Output every line exactly as written. Leave out pictures.

◆ **LISTING**
◇ ◇ ◇ ◇ ◇ ◇ ◇

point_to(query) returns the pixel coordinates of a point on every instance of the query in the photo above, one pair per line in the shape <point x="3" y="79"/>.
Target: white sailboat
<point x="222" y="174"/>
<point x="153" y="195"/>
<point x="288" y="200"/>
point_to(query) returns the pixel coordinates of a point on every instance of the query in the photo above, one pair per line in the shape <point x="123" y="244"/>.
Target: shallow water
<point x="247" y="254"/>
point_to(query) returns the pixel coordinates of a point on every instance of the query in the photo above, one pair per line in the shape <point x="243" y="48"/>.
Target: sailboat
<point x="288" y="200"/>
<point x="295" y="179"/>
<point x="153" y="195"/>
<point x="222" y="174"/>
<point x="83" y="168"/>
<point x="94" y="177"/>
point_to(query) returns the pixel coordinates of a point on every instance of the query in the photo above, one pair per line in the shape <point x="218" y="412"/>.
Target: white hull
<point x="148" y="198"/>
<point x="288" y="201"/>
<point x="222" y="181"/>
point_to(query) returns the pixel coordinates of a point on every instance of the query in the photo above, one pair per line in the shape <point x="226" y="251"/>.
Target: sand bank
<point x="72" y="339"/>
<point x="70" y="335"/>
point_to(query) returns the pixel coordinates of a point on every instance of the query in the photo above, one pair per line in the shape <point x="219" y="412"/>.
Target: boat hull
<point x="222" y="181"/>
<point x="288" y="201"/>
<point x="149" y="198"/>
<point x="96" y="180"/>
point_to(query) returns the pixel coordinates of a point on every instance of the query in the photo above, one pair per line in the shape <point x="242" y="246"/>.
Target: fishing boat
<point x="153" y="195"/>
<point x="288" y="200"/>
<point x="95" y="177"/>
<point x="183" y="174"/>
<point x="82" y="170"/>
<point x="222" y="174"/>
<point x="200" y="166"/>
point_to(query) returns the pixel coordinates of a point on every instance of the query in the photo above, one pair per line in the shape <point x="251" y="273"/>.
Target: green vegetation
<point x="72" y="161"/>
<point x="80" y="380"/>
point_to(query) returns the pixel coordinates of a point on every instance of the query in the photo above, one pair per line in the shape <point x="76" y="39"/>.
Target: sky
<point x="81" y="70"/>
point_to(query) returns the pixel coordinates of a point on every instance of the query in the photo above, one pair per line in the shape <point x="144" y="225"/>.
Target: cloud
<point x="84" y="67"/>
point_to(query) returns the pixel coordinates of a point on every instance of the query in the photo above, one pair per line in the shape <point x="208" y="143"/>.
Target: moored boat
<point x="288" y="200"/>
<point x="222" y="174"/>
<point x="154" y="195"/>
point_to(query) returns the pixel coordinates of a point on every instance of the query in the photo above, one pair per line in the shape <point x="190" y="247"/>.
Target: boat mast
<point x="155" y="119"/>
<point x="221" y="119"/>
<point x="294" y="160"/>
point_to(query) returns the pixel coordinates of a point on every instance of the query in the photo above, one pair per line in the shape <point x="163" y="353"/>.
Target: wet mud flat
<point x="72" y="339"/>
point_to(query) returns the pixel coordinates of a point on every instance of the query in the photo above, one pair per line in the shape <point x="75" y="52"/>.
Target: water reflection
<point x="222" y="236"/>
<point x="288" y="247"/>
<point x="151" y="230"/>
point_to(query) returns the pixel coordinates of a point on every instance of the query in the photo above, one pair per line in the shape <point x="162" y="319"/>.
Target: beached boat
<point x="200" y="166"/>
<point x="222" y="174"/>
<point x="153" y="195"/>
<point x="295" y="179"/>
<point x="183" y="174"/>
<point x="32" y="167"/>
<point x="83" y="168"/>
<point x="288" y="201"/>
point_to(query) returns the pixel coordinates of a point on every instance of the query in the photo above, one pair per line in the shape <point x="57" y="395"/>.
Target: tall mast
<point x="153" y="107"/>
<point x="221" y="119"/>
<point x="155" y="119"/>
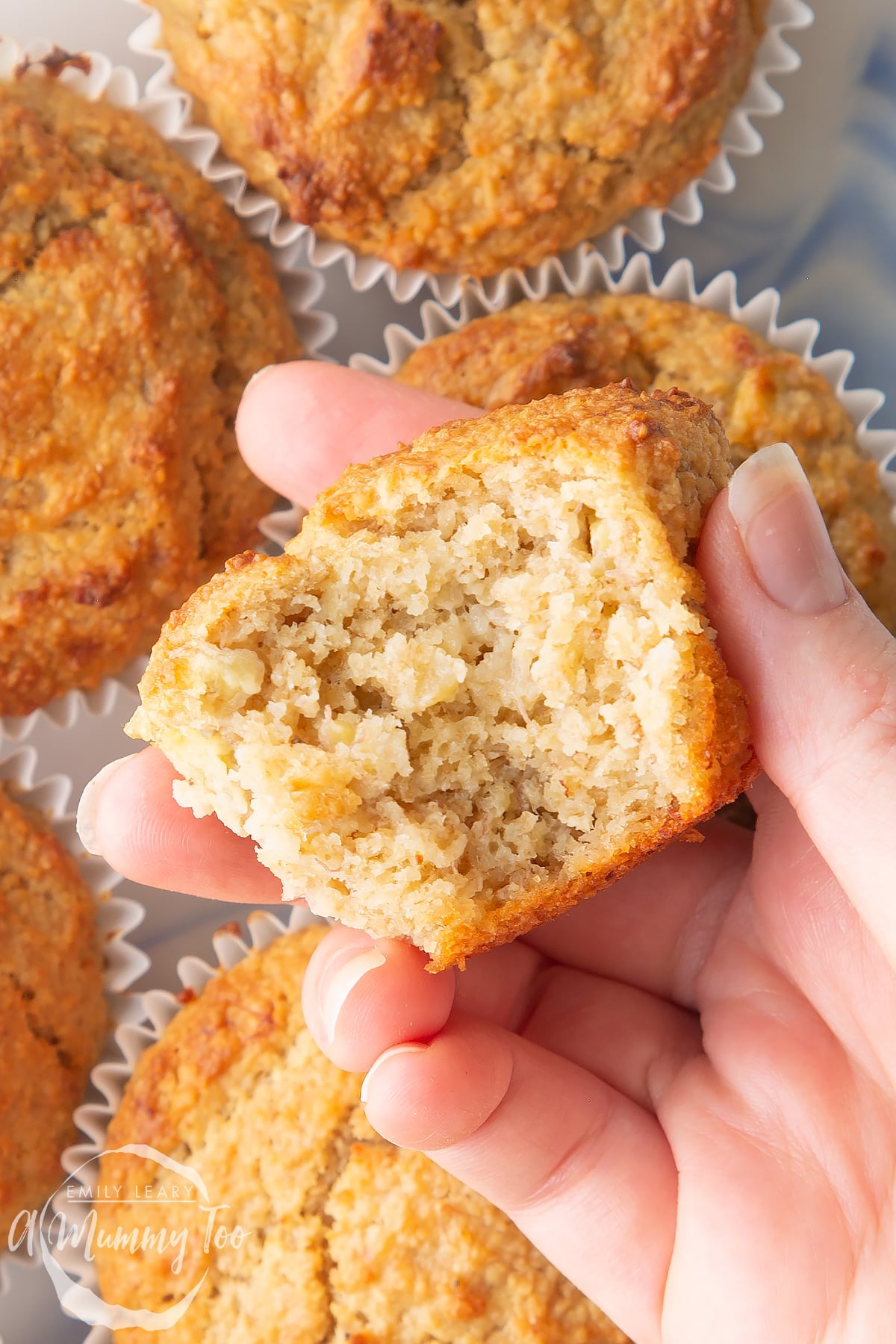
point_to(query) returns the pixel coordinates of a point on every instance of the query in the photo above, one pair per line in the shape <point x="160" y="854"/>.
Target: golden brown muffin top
<point x="347" y="1236"/>
<point x="129" y="320"/>
<point x="465" y="136"/>
<point x="762" y="394"/>
<point x="479" y="685"/>
<point x="53" y="1012"/>
<point x="253" y="326"/>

◇ ◇ ◇ ◇ ◇ ◇ ◇

◆ **OUTPUT BELOW**
point_to(query) returns the pixel coordinates of a point on every instance of the query in the photo above, one pair per line in the shape <point x="3" y="79"/>.
Target: white sailboat
<point x="222" y="174"/>
<point x="153" y="195"/>
<point x="288" y="200"/>
point_to(query) returns the pixel coordinates of a point on every instance of the query in the photo above, one pair per line in the shape <point x="123" y="244"/>.
Target: shallow water
<point x="247" y="254"/>
point_to(query) returns the pixel coordinates of a point on every instance of the query in the photo above, one pair per line in the shape <point x="243" y="48"/>.
Target: sailboat
<point x="288" y="200"/>
<point x="295" y="179"/>
<point x="153" y="195"/>
<point x="222" y="174"/>
<point x="83" y="168"/>
<point x="94" y="177"/>
point_to(query) returns the pixel coordinates of a point on every instance of the query in the photo above, one pair per line in the shape <point x="218" y="412"/>.
Target: white hull
<point x="148" y="198"/>
<point x="288" y="201"/>
<point x="222" y="181"/>
point_to(query) returns the pixel coordinates of a point on every instance of the query in the photo above, one pair per line in the shape <point x="226" y="251"/>.
Target: sand bank
<point x="72" y="339"/>
<point x="70" y="335"/>
point_to(query) returns the pixel coordinates of a point on every instance of the query in the photo above, one pair per line in the shape <point x="219" y="412"/>.
Target: boat hull
<point x="222" y="181"/>
<point x="288" y="201"/>
<point x="149" y="198"/>
<point x="96" y="180"/>
point_to(query) returns the pixel coordinates of a point on every instance of the query in the photo above, one pair per line in the shape <point x="242" y="246"/>.
Target: fishing boat
<point x="153" y="195"/>
<point x="288" y="200"/>
<point x="95" y="177"/>
<point x="183" y="174"/>
<point x="82" y="170"/>
<point x="222" y="174"/>
<point x="200" y="166"/>
point_to(query) returns the pixel coordinates of a point on every instance of the query in the photo above, one pair per line in the shape <point x="251" y="273"/>.
Target: green vegetation
<point x="72" y="161"/>
<point x="80" y="380"/>
point_to(query) returns the pixel coordinates of a point on every instance of the query in the photo above, one pair per line in the shape <point x="76" y="39"/>.
Target: sky
<point x="81" y="70"/>
point_to(query) returns the pixel coordinates of a point on every instance of the query in the photo above, one pair per line in the shape <point x="144" y="225"/>.
Target: cloud
<point x="84" y="67"/>
point_to(query) returns the pixel coordinates of a point on every instance of the query in the photo above, one pair per line in the shape <point x="208" y="143"/>.
Target: moored boat
<point x="288" y="200"/>
<point x="222" y="174"/>
<point x="154" y="195"/>
point_to(query) returns the pixel coordinates of a point on every instance of the query in the photo above, one pair per line in the shape <point x="190" y="247"/>.
Target: boat mast
<point x="155" y="119"/>
<point x="221" y="119"/>
<point x="294" y="160"/>
point_to(query) returns the pixel coordinates of a point on every instance of the query in the photo above, one pair per line in the shape <point x="163" y="353"/>.
Target: wet mud flat
<point x="72" y="339"/>
point_to(query) returns the pixel coordinates of a point on every instance of the query in the photo above, one pair per line in the shape <point x="75" y="52"/>.
Target: water reflection
<point x="222" y="236"/>
<point x="288" y="247"/>
<point x="151" y="230"/>
point_to(query) returns the pixel coordinates of a point on every instance of the query in the photo above, one pair per line in the shape <point x="162" y="319"/>.
Target: beached boat
<point x="200" y="166"/>
<point x="222" y="174"/>
<point x="153" y="195"/>
<point x="295" y="179"/>
<point x="183" y="174"/>
<point x="32" y="167"/>
<point x="83" y="168"/>
<point x="288" y="201"/>
point_to(query) returns the pixel coordinates of a point on every instance of the query in the photo above, one pair per line in the shape <point x="57" y="395"/>.
Target: tall mast
<point x="153" y="107"/>
<point x="221" y="119"/>
<point x="155" y="119"/>
point_to(query) returns the pixel coordinates of a point on every instance of the query in the photo above, one pair per line in the shape <point x="160" y="854"/>.
Target: golden brown muffin top
<point x="347" y="1236"/>
<point x="129" y="320"/>
<point x="465" y="136"/>
<point x="762" y="394"/>
<point x="479" y="685"/>
<point x="53" y="1012"/>
<point x="253" y="326"/>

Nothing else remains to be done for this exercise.